§ Source passage:
Crossing the shaky suspension bridge, I watched a rivulet of water run down Richard Tognetti’s violin case. At a metal clasp it braided, as rivers do, before confluencing below the buckle. Then into freefall, a tiny cascade dropping five metres to the Snowy river below.

That rain was falling late on a dull September afternoon as Tognetti and I trudged into the gloom. We had plans for a few days’ backcountry skiing, hopes for an improvement in the weather and thoughts of high jinks with a violin.

We woke the following morning to blue skies and, after brewing coffee for need and porridge for necessity, skied away from our camp and climbed onto the main ridge of the Snowy Mountains in New South Wales, Australia.

After skiing a couple of glorious runs on sun-softened snow, Richard swapped ski poles for the violin. Then, as a celebration of mountains and rivers everywhere, in surely one of the finest venues he had ever played, he took off, linking turn after tune after turn.

§ Data shown:
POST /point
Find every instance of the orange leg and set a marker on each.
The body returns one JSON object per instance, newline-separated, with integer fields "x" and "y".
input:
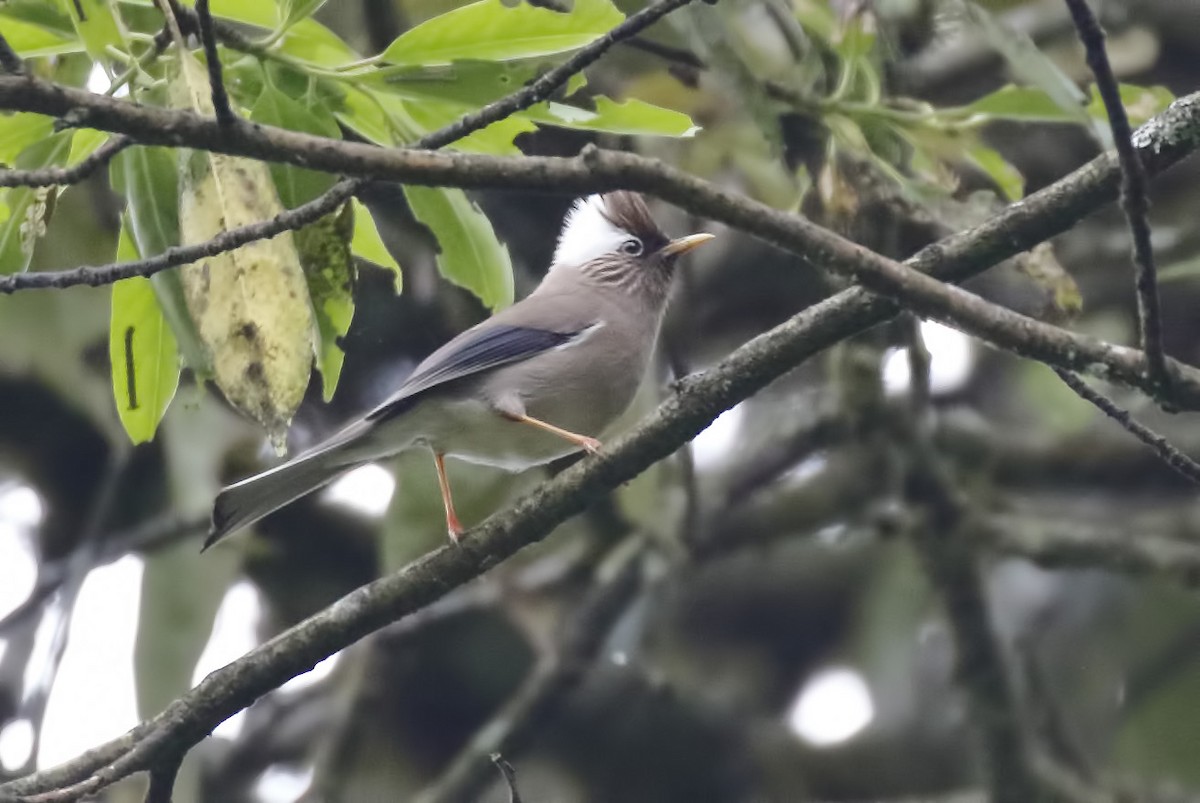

§ What this exercise asks:
a - Answer each question from the Snowy Mountains passage, one per line.
(i) How far did the water drop to the Snowy river?
(ii) In which month was the rain falling?
(iii) What did Richard swap his ski poles for?
b - Write out the section of the Snowy Mountains passage starting at "Crossing the shaky" and ending at "with a violin.".

§ Solutions to the problems:
a -
(i) Five metres.
(ii) September.
(iii) The violin.

b -
Crossing the shaky suspension bridge, I watched a rivulet of water run down Richard Tognetti’s violin case. At a metal clasp it braided, as rivers do, before confluencing below the buckle. Then into freefall, a tiny cascade dropping five metres to the Snowy river below.

That rain was falling late on a dull September afternoon as Tognetti and I trudged into the gloom. We had plans for a few days’ backcountry skiing, hopes for an improvement in the weather and thoughts of high jinks with a violin.